## To do
(1) Can you transcribe the mortgage lending post word for word, between "You want to" and "discount teaser rate.", inclusive?
(2) Answer these questions from the mortgage lending post:
(a) According to the affordability test, how much above the rate at the origination of the loan must the borrower be able to make repayments?
(b) How much more than what they think house prices are worth is the writer's family unwilling to pay?
(c) What are the two sides of the lending equation?
(3) Could you resume the mortgage lending post from the point where it stops?
Source excerpt start
You want to increase your mortgage book without falling foul of the affordability test which stipulates the borrower must be able to make repayments at +3% of the rate at the origination of the loan.

What do you do? You reduce the origination rate for the loan by 3% and increase the fee charged which is added to the loan. i.e. a discount teaser rate.

Next!

Fantasy, imo. However we're entering a critical stage, where the messages and signals put to market are deliberately confusing - including so called strong demand for mortgages being hailed by the press, and "banks eager to lend" stories.

My family isn't moved by it, unwilling to pay x2+ what we think house prices are worth. Tens and hundreds of thousands of pounds more than we believe they are worth against an economy that has forces of contraction in play. There are two sides to the lending equation; needs banks willing to lend, and also needs credit worthy borrowers wanting/willing to approach banks to borrow. My bet is their number are diminishing.

And a hard-crash to being VI back to earth - as a good thing - complacent about the value of their homes, and under the belief crashes are never good; actively encouraging people to buy whatever the price to "get on with their lives."
Source excerpt end
Listing start
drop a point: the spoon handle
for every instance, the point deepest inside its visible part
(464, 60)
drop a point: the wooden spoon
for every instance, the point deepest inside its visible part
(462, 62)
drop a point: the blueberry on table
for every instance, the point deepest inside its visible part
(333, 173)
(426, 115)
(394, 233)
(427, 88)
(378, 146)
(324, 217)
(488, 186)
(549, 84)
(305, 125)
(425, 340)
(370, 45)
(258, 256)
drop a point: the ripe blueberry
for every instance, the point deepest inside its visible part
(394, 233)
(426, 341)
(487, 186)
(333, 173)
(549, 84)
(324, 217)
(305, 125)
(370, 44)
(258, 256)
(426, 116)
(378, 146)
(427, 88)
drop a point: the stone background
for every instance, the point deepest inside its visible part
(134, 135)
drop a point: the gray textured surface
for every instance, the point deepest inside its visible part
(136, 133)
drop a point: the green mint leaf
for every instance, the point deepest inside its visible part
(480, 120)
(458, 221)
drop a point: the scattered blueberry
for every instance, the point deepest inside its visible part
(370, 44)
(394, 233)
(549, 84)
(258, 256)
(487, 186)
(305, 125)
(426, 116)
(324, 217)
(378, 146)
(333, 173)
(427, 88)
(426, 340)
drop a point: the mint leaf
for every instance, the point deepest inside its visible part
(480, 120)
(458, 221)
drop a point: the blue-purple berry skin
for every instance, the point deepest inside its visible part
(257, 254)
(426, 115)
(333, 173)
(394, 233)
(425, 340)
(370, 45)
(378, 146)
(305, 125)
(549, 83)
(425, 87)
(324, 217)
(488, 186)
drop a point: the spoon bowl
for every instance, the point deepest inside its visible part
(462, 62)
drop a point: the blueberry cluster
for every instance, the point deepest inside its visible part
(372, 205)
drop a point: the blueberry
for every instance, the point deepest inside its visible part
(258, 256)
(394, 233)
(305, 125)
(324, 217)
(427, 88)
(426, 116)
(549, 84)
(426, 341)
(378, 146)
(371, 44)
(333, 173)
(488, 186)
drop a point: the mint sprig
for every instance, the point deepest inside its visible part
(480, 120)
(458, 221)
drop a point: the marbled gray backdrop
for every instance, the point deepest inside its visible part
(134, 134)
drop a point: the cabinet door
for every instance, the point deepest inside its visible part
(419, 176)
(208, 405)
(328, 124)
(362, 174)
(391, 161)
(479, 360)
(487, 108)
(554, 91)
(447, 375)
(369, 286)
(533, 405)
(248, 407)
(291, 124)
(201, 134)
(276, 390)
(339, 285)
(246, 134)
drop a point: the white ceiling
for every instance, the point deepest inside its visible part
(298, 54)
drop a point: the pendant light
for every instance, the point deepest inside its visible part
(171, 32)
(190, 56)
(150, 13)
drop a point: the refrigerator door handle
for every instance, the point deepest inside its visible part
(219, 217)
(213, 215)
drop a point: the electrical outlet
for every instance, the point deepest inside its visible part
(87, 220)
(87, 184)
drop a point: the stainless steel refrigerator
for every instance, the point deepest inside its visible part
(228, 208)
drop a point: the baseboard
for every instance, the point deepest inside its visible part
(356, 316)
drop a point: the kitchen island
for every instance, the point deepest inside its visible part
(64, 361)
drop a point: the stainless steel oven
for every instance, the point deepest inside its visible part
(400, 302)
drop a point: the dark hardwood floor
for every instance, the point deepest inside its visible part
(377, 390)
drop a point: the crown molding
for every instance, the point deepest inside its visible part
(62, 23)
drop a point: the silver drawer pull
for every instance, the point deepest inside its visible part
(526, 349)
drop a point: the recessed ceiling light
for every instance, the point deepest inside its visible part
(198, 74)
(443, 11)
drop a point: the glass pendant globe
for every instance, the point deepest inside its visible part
Listing end
## Answers for the exercise
(1)
You want to increase your mortgage book without falling foul of the affordability test which stipulates the borrower must be able to make repayments at +3% of the rate at the origination of the loan.

What do you do? You reduce the origination rate for the loan by 3% and increase the fee charged which is added to the loan. i.e. a discount teaser rate.

(2)
(a) +3%.
(b) x2+, or twice or more.
(c) Banks willing to lend, and credit worthy borrowers wanting or willing to approach banks to borrow.

(3)
Bloomberg
Fed's Yellen Says Reluctance to Lend Holding Back Housing Recovery
Wednesday, 18 Jun 2014
Federal Reserve Chair Janet Yellen said banks’ reluctance to lend to any but the best credit risks is holding back the housing recovery.
“It is difficult for any homeowner who doesn’t have pristine credit these days to get a mortgage,” Yellen said at a press conference in Washington following the central bank’s policy meeting. That, she said, is ’’one of the factors that is causing the housing recovery to be slow.’’
“It is important for us to work to clarify the rules around mortgage lending to create an environment of greater certainty” so lenders can extend more credit, she said.

Quite. The sudden stop in the market meant there was little liquidity and a temporary crash in transactions / market clearing and in truth no reasonable way to determine prices.

Of course a sudden stop in credit markets/transactions causes prices to fall, but to argue that is a good thing is bonkers, unless you're mega wealthy cash rich and use it to steal land from the relatively less well off.

When will HPCers and 'economists' get the obvious?

It is NOT about building. it is about credit.

The timidity of the banking system appears to have been general and widespread. Indeed, the 1939 survey found that over half the reasons given for credit refusals by banks were "bank policy"; only a third were because of "the condition of the borrowing concern."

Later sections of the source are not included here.